PAGE EXTRACT.
┌──

From Her Point of View

Last month I wrote a lengthy reply to a married lady who was upset upon the discovery that her husband is a crossdresser.  I didn’t take sides; I explained the nature of crossdressing and tried to make it clear that it’s not something he chooses to do or wants to hurt her with, but it also isn’t something he can just turn off light a light. On the other side, he also needs to understand her feelings too and together they can explore what it is exactly he is seeking and what it is that upsets her, so they can find some middle ground where he doesn’t feel neglected and she doesn’t feel violated or betrayed.

Anyway, I had a nearly identical conversation with a completely unrelated “crossdresser’s widow” on another forum. My comments, similar to the ones posted here, were just a few of many similar suggestions from crossdressers and their wives about building up the marriage to be something bigger and stronger than crossdressing (and note to Thorin et al, I also stood firm in the face of claims that it’s “impossible” to stop and held y’all up as examples where it is indeed possible).

I mention this by way of introducing her final comments on the subject.  Yes, there are so many ways crossdressing can destroy a marriage — if he lets it take the place of marital affection (sexual as well as nonsexaul intimacy), or lies to cover up his actions, or lets the dressing become more important than any other financial responsibilities or recreational pursuits, etc.  But if both parties are willing to understand the issue from each other’s point of view, and he in particular is willing to take responsibility for the effect his actions have on his wife and make sure her feelings are always more important than his own… that relationship can still thrive and grow and be healthy.

└──

TASKS TO CARRY OUT.
1. Print the passage of the "From Her Point of View" post between "I mention this" and "and be healthy.", inclusive.
2. According to the "From Her Point of View" post, where did the author have a nearly identical conversation with a "crossdresser's widow"?
The items have no connection to the "From Her Point of View" post.

RECORDS SHOWN.

┌──

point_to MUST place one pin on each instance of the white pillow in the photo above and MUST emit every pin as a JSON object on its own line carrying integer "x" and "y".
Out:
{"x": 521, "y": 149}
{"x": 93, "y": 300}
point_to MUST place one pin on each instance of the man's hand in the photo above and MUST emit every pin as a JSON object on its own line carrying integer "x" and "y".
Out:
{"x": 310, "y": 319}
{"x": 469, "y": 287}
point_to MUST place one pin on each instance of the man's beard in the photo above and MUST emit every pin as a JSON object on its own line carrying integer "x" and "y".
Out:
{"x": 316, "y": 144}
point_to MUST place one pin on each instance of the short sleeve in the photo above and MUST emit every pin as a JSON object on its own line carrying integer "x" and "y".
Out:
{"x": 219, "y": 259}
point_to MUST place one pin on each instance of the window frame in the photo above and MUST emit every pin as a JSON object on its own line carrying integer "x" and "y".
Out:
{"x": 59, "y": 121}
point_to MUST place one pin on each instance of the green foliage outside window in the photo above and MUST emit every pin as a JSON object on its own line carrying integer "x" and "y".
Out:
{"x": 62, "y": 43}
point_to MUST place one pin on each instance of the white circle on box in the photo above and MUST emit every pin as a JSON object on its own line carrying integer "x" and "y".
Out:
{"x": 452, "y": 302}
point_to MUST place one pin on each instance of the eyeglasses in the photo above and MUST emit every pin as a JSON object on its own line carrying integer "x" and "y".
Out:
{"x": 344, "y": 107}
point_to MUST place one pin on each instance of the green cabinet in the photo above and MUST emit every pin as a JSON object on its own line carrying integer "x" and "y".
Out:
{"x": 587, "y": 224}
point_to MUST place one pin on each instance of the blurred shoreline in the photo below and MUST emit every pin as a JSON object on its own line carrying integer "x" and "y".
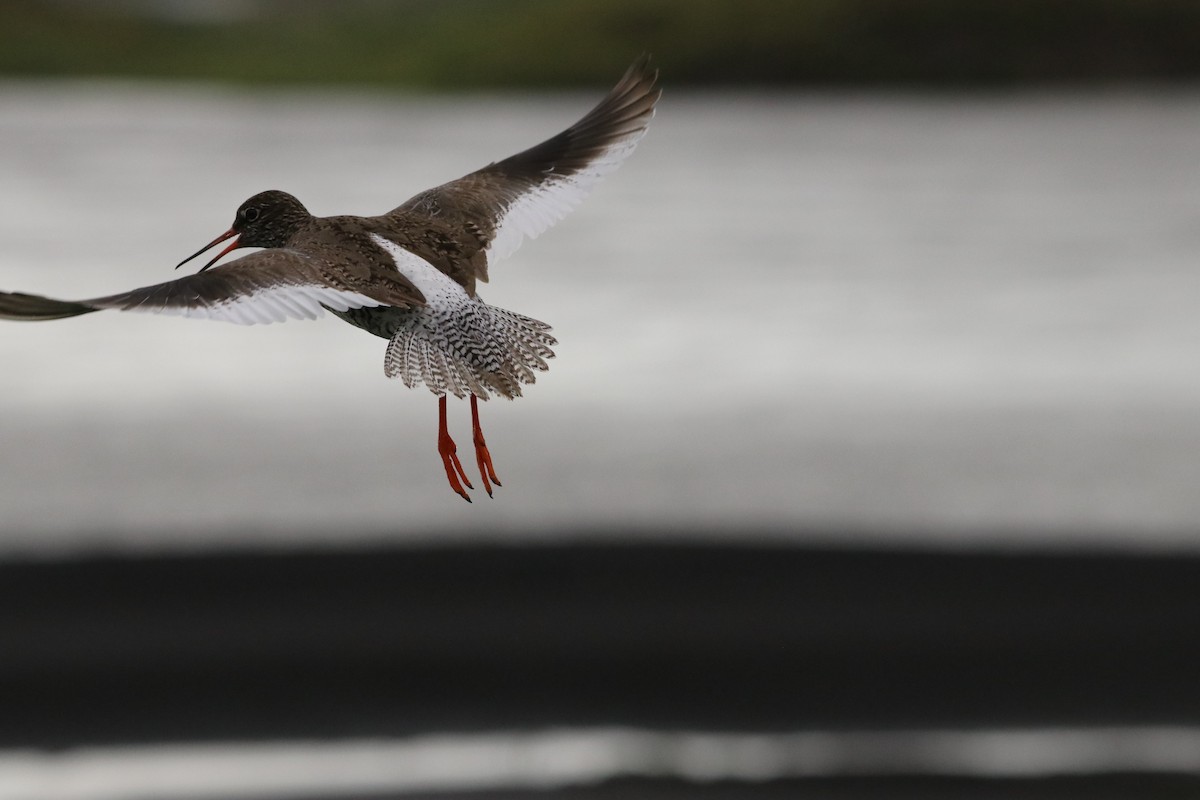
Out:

└──
┌──

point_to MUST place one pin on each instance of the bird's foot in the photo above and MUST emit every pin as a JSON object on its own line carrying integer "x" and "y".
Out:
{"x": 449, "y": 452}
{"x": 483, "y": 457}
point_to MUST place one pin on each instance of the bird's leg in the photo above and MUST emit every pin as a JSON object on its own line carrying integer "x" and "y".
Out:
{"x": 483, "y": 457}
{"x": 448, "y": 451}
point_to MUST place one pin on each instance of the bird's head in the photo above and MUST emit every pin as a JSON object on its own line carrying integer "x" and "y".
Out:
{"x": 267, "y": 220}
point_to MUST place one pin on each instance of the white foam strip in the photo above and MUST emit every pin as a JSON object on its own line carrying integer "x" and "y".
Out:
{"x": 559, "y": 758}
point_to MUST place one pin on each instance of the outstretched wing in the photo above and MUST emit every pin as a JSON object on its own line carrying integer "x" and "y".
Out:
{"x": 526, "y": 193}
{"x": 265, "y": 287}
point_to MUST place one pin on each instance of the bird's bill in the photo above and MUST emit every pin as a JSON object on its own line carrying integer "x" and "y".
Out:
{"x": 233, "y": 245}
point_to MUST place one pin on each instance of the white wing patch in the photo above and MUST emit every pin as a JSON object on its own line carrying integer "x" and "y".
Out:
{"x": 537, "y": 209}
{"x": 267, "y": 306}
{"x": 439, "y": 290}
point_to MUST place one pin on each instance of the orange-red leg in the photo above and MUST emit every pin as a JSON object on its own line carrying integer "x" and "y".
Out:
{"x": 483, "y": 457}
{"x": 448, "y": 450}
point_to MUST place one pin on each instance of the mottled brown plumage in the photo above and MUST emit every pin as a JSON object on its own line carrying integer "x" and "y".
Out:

└──
┌──

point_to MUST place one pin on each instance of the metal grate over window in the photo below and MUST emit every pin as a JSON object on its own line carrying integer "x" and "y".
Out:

└──

ANSWERS TO THE EXERCISE.
1.
I mention this by way of introducing her final comments on the subject.  Yes, there are so many ways crossdressing can destroy a marriage — if he lets it take the place of marital affection (sexual as well as nonsexaul intimacy), or lies to cover up his actions, or lets the dressing become more important than any other financial responsibilities or recreational pursuits, etc.  But if both parties are willing to understand the issue from each other’s point of view, and he in particular is willing to take responsibility for the effect his actions have on his wife and make sure her feelings are always more important than his own… that relationship can still thrive and grow and be healthy.

2. On another forum.